* Start *

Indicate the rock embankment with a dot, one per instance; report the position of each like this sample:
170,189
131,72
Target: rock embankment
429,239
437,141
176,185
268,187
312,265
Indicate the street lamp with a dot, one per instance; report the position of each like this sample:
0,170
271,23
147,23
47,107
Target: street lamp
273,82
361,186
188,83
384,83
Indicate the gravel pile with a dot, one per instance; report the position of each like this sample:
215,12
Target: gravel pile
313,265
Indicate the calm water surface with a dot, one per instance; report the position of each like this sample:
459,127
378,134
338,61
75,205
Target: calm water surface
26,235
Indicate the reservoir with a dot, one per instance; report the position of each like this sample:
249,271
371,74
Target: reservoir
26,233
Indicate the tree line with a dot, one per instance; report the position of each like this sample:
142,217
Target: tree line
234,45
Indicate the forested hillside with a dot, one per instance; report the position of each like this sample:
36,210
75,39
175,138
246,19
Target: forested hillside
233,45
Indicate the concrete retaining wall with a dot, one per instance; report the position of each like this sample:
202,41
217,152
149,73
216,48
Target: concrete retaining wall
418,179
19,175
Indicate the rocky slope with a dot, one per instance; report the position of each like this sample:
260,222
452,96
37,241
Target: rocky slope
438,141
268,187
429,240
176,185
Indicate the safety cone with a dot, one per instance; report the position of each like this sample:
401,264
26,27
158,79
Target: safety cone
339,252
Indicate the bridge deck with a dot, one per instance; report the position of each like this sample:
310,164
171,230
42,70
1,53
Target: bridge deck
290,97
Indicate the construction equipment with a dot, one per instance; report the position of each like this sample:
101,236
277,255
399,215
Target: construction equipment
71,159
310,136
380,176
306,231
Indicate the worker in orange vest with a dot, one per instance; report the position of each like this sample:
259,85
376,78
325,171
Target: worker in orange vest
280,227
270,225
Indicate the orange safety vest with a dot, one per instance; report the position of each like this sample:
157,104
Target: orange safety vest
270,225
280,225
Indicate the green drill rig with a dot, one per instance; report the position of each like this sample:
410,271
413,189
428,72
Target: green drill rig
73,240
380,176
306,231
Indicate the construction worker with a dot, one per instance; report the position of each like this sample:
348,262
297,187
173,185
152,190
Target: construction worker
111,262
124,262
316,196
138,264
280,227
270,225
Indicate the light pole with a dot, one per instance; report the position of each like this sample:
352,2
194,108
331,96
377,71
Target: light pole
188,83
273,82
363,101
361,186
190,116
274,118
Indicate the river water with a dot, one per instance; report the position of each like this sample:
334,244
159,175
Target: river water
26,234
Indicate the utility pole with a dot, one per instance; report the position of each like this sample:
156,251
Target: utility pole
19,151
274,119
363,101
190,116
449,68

* End *

▸ **Job**: Repeat the whole listing exactly, keeping every line intact.

▸ **Output**:
Indicate the rock embankment with a dot, one per instance; report the position of each like this sample:
170,189
131,72
Target: rock embankment
429,239
437,141
176,185
268,187
312,265
Indicate the street lamp with a dot, one per instance; report the position of each like this sample:
0,170
271,23
147,23
47,107
Target: street lamp
273,82
361,186
188,83
384,83
Indicate the gravel pile with a dot, one per instance; report the position of each like this sample:
215,12
Target: gravel pile
313,265
Indicate the calm water surface with a dot, one per instance; report the position of each like this sample:
459,127
378,134
338,61
75,205
Target: calm water surface
26,235
Indicate the reservoir with a dot, one per instance; report the position of each like this sample:
249,271
371,74
Target: reservoir
26,233
Indicate the tree line with a dot, one per instance; report the position of each like this sample:
142,217
Target: tree line
234,45
Indicate the forested hillside with a dot, one per instance; report the position of each like this sample:
36,210
75,39
175,138
246,19
Target: forested hillside
233,45
Indicate the concrete retaining wall with a dot, one per instance; report the position of each like this sample:
202,41
217,152
149,73
216,48
Target: concrete retaining wall
418,179
19,175
Indicate the rocky slope with a dot, one per instance; report the position of each like this sample:
260,222
452,96
37,241
Target: rocky slope
438,141
268,187
429,240
176,185
Indicate the safety cone with a dot, one per instance; report the position of each like this sample:
401,264
26,27
158,79
Target: safety cone
339,252
Indicate the bridge deck with a dot, one per instance; report the position of each like this sample:
310,164
171,230
42,70
1,53
Target: bridge deck
290,97
Indicate the construction equipment with a dot, one per instance; report the position of each like this sample:
101,236
277,255
399,215
Target: construction equipment
71,159
310,136
380,176
306,231
Indicate the worker in orange vest with a dot, one per instance; report the position of each like this sample:
259,85
376,78
325,171
Target: worker in orange vest
280,227
270,225
Indicate the orange safety vest with a dot, one per instance; report the position of each like this sample:
157,104
Target: orange safety vest
270,225
280,225
Indicate the green drill rig with a dot, one per instance; report the position of each like this sample:
410,271
413,189
428,72
Target: green drill rig
73,240
380,176
306,231
Indicate the construction worker with a dot, one per instance; report the position of each like this sample:
348,262
297,187
173,185
152,190
Target: construction worker
111,262
124,262
316,196
138,264
280,227
270,225
Indicate the light pole with a dot, one per instance; report the position of each like this sample:
352,2
194,108
331,96
377,71
Target: light pole
188,83
273,82
363,101
361,186
190,116
274,118
Indicate the river water with a dot, one per instance; report the position of each like this sample:
334,244
159,175
Target: river water
26,234
Indicate the utility pole with a dot, one per instance; report the position of each like this sample:
156,251
Target: utility pole
19,151
274,119
363,101
190,116
449,68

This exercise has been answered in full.